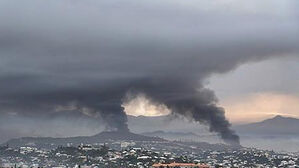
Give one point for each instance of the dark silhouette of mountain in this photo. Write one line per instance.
(98, 138)
(161, 133)
(170, 135)
(279, 125)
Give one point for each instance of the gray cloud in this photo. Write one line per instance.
(93, 52)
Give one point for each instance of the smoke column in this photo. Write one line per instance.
(85, 56)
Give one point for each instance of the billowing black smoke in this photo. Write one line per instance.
(189, 99)
(85, 56)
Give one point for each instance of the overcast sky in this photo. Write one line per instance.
(94, 57)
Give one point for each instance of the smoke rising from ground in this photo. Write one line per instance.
(93, 52)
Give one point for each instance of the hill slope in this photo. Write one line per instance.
(98, 138)
(278, 125)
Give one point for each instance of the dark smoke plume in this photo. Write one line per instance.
(63, 55)
(189, 99)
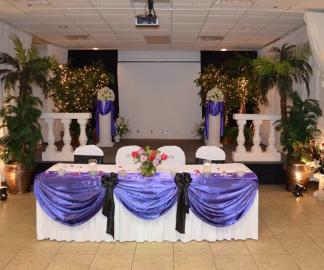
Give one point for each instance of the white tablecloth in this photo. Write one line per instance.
(128, 227)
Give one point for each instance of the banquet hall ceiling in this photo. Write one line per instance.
(109, 24)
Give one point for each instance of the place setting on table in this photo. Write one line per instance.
(146, 201)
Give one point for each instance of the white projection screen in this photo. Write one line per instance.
(160, 99)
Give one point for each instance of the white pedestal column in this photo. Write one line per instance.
(214, 130)
(105, 130)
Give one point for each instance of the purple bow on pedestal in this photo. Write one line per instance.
(214, 108)
(104, 110)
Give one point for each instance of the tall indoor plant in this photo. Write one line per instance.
(20, 114)
(298, 129)
(286, 65)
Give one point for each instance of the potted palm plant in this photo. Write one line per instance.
(285, 66)
(298, 129)
(21, 113)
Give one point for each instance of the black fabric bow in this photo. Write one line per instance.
(183, 182)
(108, 209)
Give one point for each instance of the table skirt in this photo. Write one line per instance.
(128, 227)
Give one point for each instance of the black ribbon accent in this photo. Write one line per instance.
(108, 209)
(183, 182)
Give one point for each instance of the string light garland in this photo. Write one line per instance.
(75, 90)
(237, 89)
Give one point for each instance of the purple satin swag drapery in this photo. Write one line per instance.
(219, 200)
(214, 108)
(104, 110)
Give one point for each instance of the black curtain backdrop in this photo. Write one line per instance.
(109, 60)
(221, 59)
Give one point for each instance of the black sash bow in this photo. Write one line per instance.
(183, 182)
(108, 209)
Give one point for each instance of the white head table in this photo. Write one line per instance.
(128, 227)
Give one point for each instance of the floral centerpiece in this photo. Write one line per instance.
(149, 160)
(215, 95)
(106, 94)
(122, 126)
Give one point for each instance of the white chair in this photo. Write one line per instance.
(124, 155)
(212, 153)
(83, 153)
(175, 154)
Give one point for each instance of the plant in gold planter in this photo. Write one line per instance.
(20, 114)
(149, 160)
(298, 129)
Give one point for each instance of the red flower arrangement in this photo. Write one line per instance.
(149, 160)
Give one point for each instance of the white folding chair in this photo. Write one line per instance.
(83, 153)
(175, 154)
(212, 153)
(124, 155)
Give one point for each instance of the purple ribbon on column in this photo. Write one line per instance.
(214, 108)
(104, 110)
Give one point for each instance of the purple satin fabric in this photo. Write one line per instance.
(214, 108)
(74, 198)
(71, 199)
(222, 200)
(103, 110)
(147, 197)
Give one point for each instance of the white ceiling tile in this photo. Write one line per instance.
(279, 4)
(308, 4)
(256, 20)
(193, 3)
(223, 19)
(111, 21)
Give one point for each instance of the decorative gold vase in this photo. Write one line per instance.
(18, 178)
(297, 174)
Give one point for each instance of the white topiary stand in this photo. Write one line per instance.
(105, 139)
(214, 130)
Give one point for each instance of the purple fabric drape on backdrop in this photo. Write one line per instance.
(72, 199)
(103, 110)
(214, 108)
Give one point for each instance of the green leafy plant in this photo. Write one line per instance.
(23, 130)
(282, 68)
(122, 126)
(20, 114)
(75, 90)
(24, 70)
(299, 127)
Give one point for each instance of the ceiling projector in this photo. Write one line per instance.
(149, 18)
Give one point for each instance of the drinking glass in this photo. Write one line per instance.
(92, 166)
(207, 168)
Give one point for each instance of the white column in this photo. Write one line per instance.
(256, 138)
(67, 137)
(214, 130)
(105, 139)
(240, 138)
(272, 138)
(83, 134)
(50, 136)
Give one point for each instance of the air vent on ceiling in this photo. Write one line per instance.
(157, 39)
(211, 38)
(155, 1)
(235, 2)
(28, 2)
(78, 37)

* * * *

Work to do: Quote all the lines above exactly as given. Do not include the pictures.

Response to the task:
Give one point for each instance of the dark silhouette of mountain in this photo. Write one line per instance.
(98, 138)
(161, 133)
(170, 135)
(279, 125)
Give one point for each instance of the gray cloud in this photo. Write one line per instance.
(93, 52)
Give one point for each instance of the smoke column in this photo. Write one line per instance.
(85, 56)
Give one point for each instance of the billowing black smoke in this photo. Write one line per instance.
(189, 99)
(85, 56)
Give one point for each instance of the overcast sky in this photo. Write one line per instance.
(94, 57)
Give one point for each instance of the smoke rising from ground in this photo. Write one line per instance.
(93, 52)
Give one point for each instance of the hill slope in this photo. Write one line per instance.
(98, 138)
(278, 125)
Give one point for each instance of the dark smoke plume in this photo. Write one line per instance.
(63, 55)
(189, 99)
Give one point for each instance of the white tablecloth in this photo. Write one line per instance.
(128, 227)
Give one point for each instance of the banquet hall ceiling in this photo. Write one line per instance.
(109, 24)
Give one point for each instance of the place setting on table in this photo. Write one line per instance.
(146, 201)
Give one point for each instance of the white projection screen in this photo. Write one line per instance.
(160, 99)
Give one point for each instance of the white pedestal column in this photo. Write one line per instance.
(214, 130)
(105, 130)
Give one point for each instance of the purple bow on pedestal in this photo. Write one line per instance.
(214, 108)
(104, 110)
Give one point for each instance of the tall indoor plant in this photo. Write one line per instance.
(20, 114)
(298, 129)
(286, 65)
Give one point for each instance of the potted palm plant in this photo. Write one line per instance.
(285, 66)
(298, 129)
(21, 113)
Give one point for each instance of the black fabric bow in this photo. Write one line per instance.
(183, 182)
(108, 209)
Give one point for each instance of the table skirt in this photo. Write one line per instance.
(128, 227)
Give one point for each instance of the black ribbon accent in this photo. Write one line per instance.
(108, 209)
(183, 182)
Give one point for each instance of the string light garland in this photo. Write one line per instance.
(75, 90)
(237, 89)
Give one point for each instance of the purple satin swag drapery in this photo. Write one line per instance.
(219, 200)
(214, 108)
(104, 110)
Give one point for each instance of the black curtain backdrop in this photo. Write one line per instance.
(109, 60)
(221, 59)
Give one point for each instance of the black sash bow in this photo. Write one line per instance.
(183, 182)
(108, 209)
Give one point for each instance of the white head table in this photo. Write one line per instance.
(128, 227)
Give one point for each instance of the floral centerpiece in this photo. Write one line per instance.
(149, 160)
(215, 95)
(106, 94)
(122, 126)
Give one point for each instance of the white chair in this photo. Write one line per instance.
(124, 155)
(212, 153)
(83, 153)
(175, 154)
Give one point for each instance of the plant in gold planter in this photo. Write one line per instance.
(20, 114)
(149, 160)
(298, 129)
Give one point for each instance of the red flower arrangement in this photo. Write one line per instance.
(149, 160)
Give one point for each instance of the white folding chair in this photo. Write one line per instance.
(83, 153)
(175, 154)
(212, 153)
(124, 155)
Give one point for each instance of the purple ribbon on column in this photo. Write one line per instance.
(214, 108)
(104, 110)
Give one point for each instance of the purple satin fabric in this photo. Write one line per instance.
(214, 108)
(74, 198)
(71, 199)
(222, 200)
(103, 110)
(147, 197)
Give one point for each instance of the white ceiling tile in this photo. Write one line per instance.
(279, 4)
(308, 4)
(256, 20)
(193, 3)
(223, 19)
(111, 21)
Give one point for each instance of the decorative gold vase in this photo. Write one line per instance.
(18, 178)
(297, 174)
Give one point for each instance of the white topiary stand in this photo. Write one line per instance.
(105, 139)
(214, 130)
Give one point for each instance of the purple fabric drape on backdrop in this photo. Write one line per instance.
(72, 199)
(103, 110)
(214, 108)
Give one point for each instance of the green leafy plant in this photo. Write one line per instance.
(23, 130)
(282, 68)
(122, 126)
(20, 114)
(75, 90)
(24, 70)
(299, 127)
Give one point for each instance of the ceiling projector in this photo. Write one line per instance.
(149, 18)
Give one point for each instance of the drinking glass in this photo. Write one line per instance.
(92, 166)
(207, 168)
Give one point for each instance of the white column in this photo. Write one line per instance.
(256, 138)
(67, 137)
(214, 130)
(105, 139)
(240, 138)
(272, 138)
(83, 134)
(50, 136)
Give one point for each instance of the air vent on ceiling in this photo. Write one line per instance.
(157, 39)
(211, 38)
(155, 1)
(235, 2)
(28, 2)
(78, 37)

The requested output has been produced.